- _Excerpted text_:
* * * * * * *
# m85



## Brevard13 (Nov 28, 2010)

I have a few questions. I will admit I'm not a fan of taurus at all since I bought a 9mm a few years ago and had nothing but problems. Lately I have heard they got their act together and started turning out some quality stuff but still had room for improvement. So not wanting to throw them completely to the dogs I'm will to give them a chance.

1. I have a friend who bought a m85 put 5 rounds through it and decided he didn't like revolvers. He asked me if I would want it and 2 boxes of ammo for $285. It is blued (not sure if it makes it worth more or less) with pachmyer (sp?) Grips. I don't know what they go for so I don't know if it is a good deal.

2. Anyone know of any issues some people have experienced with this gun. Some quick research proved nothing. And I have had several people tell me I would be better off paying the difference and getting a s&w or ruger.

I just want to make sure it is reliable as my wife may carry this after she gets her chp. I want to make sure she won't have any problems if she ends up carrying it.


----------



## niadhf (Jan 20, 2008)

With any pistol, test reliabilty yourself, as any brand can have greats and duds.

now that disclaimer being said.

I have 2 taurus revolvers. a model 94 (.22 nine shot) and a 605 (ss, .357 jframe size)

i have had no MANUFACTURE issues with either. I have had the 94 for 20 + years. many rounds shot. still love it.

I have had the 605 for a bit over 1 year. it is my main weekday carry (VERY easy to conceal and still have a viable round).
* * * * * * *
- _Data entries_:
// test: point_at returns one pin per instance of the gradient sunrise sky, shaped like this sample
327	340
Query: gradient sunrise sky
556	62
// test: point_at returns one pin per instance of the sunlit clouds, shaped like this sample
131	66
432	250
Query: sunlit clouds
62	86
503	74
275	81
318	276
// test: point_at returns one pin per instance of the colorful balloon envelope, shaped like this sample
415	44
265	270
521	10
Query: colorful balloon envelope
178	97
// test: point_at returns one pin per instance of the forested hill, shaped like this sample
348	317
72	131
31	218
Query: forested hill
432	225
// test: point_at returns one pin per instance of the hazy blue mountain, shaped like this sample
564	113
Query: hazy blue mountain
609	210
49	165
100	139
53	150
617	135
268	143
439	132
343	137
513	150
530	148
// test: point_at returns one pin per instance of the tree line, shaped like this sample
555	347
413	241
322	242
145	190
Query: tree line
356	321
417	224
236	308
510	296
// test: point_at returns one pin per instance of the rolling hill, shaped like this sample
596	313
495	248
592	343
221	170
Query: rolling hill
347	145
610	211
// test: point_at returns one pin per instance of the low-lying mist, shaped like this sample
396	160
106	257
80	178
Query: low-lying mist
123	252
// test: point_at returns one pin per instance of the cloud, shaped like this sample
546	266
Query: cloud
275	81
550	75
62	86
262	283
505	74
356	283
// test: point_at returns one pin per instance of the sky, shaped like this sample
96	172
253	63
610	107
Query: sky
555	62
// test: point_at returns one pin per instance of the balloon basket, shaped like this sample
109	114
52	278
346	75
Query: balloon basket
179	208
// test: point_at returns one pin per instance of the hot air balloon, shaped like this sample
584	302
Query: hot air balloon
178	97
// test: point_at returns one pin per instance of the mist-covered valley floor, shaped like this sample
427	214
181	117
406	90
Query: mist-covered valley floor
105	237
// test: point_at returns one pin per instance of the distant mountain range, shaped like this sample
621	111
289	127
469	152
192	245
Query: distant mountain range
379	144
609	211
* * * * * * *
- _Written task 1_: List every revolver model named in the Taurus M85 forum thread above.
- _Written task 2_: Write the next part of the Taurus M85 forum thread, picking up right after its last sentence.

- _Exercise response 1_:
- m85
- model 94 (.22 nine shot)
- 605 (ss, .357 jframe size)

- _Exercise response 2_:
I HAVE had an issue with the 605 (bought used). 
The STory: 
I found that the large hammer spur would dig in my side when concealing (carry at about 4 o'clock IWB in homemade kydex). That was the ONLY part that was uncomfortable so i decided to ply my hand at gunsmithing and "bob" a hammer spur. I bought a "new" (used) spur to bob through Numrich. Finally after the summer of carrying the 605 under my t-shirt, i put the "new " spur in (i did not bob it fully, but reduced the spur profile..side note, i will now not bob it fully, i dont feel the spur, and still have a single shot capability). The new spur is NOT a spur with the lock in it. Minor internal differences, but none that would effect (affect? i forget) performance. I replaced, and started to practice for reliability again. 
PROBLEM..... my cylinder would not advance right after reloading. only for "first" pull of trigger. all after on cylinder was fine. then i found that it was only on certain cylinders? wWTF is going on??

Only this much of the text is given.